DATASET RECORDS:
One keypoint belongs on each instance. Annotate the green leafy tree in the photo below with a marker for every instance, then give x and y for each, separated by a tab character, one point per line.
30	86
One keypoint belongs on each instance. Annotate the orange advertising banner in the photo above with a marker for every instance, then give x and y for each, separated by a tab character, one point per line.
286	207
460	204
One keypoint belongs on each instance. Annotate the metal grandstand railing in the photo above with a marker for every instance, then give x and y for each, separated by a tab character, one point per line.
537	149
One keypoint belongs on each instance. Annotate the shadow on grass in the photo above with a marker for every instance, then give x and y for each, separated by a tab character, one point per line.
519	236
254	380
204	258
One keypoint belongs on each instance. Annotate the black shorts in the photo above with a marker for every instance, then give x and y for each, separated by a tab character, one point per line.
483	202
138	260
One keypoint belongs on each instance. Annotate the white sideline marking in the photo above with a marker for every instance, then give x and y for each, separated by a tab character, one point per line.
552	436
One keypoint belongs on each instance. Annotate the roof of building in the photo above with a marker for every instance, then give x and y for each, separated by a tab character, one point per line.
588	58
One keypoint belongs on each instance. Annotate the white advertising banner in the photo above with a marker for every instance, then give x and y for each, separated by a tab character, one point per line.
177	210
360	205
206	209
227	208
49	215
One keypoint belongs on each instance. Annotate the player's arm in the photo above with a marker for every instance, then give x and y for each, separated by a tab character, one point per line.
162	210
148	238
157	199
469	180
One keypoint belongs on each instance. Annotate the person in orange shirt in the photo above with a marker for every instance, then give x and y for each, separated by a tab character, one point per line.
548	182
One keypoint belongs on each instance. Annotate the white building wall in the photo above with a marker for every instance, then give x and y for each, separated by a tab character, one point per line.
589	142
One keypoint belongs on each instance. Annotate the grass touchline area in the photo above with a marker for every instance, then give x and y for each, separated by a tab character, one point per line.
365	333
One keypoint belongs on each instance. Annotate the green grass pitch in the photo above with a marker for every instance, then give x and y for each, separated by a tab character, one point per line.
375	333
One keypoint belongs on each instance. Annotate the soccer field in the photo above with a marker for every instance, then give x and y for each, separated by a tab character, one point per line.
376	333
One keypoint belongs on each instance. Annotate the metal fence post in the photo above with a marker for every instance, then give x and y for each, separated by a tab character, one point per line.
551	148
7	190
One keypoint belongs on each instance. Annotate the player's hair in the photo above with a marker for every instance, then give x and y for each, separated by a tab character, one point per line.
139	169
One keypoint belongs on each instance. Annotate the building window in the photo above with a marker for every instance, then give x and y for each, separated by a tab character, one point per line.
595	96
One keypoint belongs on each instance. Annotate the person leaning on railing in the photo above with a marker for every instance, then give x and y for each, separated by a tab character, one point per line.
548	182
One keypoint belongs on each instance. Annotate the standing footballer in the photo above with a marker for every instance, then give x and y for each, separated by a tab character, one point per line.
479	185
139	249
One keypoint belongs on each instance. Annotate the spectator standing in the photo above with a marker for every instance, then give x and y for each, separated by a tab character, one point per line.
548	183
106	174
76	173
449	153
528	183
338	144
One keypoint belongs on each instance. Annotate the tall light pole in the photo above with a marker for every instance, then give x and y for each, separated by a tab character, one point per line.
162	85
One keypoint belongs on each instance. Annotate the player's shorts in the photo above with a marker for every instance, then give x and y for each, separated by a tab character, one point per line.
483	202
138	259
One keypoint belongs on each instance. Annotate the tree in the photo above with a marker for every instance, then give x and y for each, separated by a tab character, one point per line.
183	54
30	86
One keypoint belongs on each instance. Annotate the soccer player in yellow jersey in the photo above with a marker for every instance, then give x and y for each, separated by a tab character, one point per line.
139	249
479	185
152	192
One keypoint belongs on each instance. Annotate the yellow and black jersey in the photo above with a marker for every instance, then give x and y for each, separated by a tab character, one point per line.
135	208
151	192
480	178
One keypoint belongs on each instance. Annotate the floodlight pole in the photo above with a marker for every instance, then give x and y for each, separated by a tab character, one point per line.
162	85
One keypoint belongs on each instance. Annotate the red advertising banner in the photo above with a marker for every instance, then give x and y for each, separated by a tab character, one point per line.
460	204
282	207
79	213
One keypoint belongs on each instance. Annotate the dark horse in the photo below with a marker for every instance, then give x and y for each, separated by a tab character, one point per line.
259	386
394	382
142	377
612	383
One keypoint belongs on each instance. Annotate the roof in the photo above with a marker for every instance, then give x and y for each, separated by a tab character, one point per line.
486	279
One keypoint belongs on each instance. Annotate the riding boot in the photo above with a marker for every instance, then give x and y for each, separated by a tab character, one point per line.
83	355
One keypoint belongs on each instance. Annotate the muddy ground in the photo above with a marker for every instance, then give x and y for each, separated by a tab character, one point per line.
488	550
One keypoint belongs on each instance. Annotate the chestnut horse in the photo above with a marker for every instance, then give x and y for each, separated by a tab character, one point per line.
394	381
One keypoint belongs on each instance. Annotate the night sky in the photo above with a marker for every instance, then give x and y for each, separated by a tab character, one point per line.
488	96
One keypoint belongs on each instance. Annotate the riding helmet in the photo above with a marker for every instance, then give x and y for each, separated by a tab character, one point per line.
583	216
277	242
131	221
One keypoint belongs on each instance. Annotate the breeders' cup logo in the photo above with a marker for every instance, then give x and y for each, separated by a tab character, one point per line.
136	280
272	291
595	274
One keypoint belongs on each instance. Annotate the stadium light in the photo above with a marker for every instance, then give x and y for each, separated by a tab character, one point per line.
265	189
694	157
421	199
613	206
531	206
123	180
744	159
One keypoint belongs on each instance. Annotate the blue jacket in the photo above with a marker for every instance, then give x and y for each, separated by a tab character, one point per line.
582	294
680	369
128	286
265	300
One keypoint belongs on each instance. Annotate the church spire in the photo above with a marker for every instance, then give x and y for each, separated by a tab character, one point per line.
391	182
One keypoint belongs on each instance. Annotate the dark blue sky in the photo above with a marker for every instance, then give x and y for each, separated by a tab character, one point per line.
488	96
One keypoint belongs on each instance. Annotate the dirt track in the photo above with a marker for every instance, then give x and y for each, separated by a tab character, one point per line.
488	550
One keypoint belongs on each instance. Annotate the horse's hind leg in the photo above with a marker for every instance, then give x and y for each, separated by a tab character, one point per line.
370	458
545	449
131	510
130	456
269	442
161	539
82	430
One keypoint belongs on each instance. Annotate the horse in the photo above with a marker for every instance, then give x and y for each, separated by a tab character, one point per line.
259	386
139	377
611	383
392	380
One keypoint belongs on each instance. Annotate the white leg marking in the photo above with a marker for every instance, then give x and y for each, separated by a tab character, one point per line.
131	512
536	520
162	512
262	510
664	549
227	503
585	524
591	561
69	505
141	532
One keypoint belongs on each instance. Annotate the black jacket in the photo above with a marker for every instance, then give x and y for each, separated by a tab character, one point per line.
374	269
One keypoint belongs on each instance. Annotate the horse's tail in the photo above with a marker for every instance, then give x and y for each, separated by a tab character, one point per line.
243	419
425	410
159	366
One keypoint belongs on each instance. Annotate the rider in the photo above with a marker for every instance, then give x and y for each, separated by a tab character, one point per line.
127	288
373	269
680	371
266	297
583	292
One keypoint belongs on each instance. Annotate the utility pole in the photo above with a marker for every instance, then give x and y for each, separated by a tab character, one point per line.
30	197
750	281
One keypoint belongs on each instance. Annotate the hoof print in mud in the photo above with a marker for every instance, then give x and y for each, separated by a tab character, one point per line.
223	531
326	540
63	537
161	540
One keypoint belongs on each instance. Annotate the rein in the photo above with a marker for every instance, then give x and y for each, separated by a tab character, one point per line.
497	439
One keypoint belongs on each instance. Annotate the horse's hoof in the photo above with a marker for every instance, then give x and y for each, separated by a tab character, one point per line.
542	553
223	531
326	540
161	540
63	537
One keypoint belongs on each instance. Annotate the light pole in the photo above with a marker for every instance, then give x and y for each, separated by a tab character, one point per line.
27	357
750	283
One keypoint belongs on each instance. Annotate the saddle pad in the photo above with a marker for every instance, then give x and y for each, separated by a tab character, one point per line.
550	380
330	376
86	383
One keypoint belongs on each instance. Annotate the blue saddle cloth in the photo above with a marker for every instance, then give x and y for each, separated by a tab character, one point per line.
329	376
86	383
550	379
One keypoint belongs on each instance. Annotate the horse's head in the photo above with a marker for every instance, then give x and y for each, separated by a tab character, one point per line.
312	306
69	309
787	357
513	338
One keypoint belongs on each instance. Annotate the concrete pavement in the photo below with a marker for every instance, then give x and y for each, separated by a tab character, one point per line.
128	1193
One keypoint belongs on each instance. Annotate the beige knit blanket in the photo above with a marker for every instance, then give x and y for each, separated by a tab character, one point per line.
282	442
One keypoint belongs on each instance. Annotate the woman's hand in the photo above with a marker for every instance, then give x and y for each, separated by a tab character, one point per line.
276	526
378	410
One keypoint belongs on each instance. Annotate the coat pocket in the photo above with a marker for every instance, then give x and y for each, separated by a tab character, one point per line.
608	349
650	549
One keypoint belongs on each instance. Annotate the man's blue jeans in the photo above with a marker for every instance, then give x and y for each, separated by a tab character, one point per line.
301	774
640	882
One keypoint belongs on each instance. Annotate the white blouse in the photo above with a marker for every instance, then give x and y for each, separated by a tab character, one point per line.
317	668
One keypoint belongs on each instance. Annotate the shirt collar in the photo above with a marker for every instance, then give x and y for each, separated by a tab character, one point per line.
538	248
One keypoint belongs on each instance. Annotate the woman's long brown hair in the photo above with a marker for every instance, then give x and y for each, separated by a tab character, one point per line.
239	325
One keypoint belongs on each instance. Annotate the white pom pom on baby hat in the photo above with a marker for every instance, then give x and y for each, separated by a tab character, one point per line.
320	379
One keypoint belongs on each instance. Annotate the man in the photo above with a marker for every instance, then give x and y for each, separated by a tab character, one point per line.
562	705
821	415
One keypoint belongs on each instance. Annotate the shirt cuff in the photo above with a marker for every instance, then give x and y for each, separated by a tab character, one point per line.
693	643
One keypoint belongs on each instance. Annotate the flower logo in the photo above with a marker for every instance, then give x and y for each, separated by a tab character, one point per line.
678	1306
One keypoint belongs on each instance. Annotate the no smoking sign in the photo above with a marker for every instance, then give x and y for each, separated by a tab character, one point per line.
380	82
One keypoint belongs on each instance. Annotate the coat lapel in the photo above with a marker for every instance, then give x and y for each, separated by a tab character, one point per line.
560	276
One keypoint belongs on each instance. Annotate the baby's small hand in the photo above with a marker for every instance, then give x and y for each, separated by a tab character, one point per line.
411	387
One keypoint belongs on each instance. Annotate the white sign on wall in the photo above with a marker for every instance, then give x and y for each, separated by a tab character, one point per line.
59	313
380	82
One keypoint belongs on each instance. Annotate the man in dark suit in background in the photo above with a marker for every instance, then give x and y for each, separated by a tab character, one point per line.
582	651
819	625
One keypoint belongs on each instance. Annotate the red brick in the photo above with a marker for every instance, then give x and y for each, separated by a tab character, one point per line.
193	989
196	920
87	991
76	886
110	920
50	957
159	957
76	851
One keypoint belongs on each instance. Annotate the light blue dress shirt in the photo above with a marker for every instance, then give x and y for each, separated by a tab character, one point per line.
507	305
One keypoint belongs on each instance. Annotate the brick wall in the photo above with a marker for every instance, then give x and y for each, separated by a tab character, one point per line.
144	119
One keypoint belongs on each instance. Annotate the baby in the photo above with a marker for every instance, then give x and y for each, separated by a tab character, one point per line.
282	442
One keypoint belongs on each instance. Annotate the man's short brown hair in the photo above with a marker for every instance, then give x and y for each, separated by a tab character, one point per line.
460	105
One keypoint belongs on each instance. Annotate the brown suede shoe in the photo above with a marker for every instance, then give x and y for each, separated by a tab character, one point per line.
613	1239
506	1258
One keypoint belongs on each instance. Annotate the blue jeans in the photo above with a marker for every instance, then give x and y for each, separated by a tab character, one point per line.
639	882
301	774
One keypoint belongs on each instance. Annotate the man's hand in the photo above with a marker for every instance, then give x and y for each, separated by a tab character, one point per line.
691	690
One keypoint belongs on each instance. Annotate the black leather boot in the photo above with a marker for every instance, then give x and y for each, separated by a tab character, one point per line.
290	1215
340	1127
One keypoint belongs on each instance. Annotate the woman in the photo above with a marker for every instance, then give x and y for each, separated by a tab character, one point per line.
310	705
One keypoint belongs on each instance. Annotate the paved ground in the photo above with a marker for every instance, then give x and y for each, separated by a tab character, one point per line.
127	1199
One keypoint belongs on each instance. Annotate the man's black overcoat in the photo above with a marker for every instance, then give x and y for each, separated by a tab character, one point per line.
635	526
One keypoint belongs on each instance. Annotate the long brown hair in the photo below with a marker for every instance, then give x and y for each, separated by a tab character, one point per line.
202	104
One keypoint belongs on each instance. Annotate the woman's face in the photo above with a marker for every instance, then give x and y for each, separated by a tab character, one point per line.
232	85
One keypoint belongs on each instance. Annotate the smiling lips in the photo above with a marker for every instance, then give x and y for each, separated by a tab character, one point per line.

TASK TO COMPLETE: Please retype, exactly as written, every line from the line containing "One keypoint belongs on each instance. Annotate the woman in" through the last line of the records above, including both of those lines, and nothing else.

THE REPLY:
One keypoint belongs on each instance. Annotate the woman in the photo above with a marker for every instance, then give x and y for each, separated by a tab character, one point per line.
310	705
One keypoint belongs on each instance. Annotate the paved ground in the photo above with a marker for every instance, then give x and y for each, separated by a tab character, one point per line.
127	1199
One keypoint belongs on each instance. Annotate the man's black overcoat in the photo above with a marker for every instance, then give x and y for each, separated by a tab character, one point per line.
635	526
One keypoint belongs on each instance. Annotate the long brown hair in the photo below with a marker for every instance, then give x and y for each, separated by a tab character, one point per line.
202	104
One keypoint belongs on each instance. Annotate the woman's face in the photo above with a marker for every instance, then give x and y for each, separated by a tab character, one point per line.
232	85
One keypoint belongs on each instance. Annotate the smiling lips in the photo above with a marker for every instance, then give x and y for each, separated by a tab character, one point per line.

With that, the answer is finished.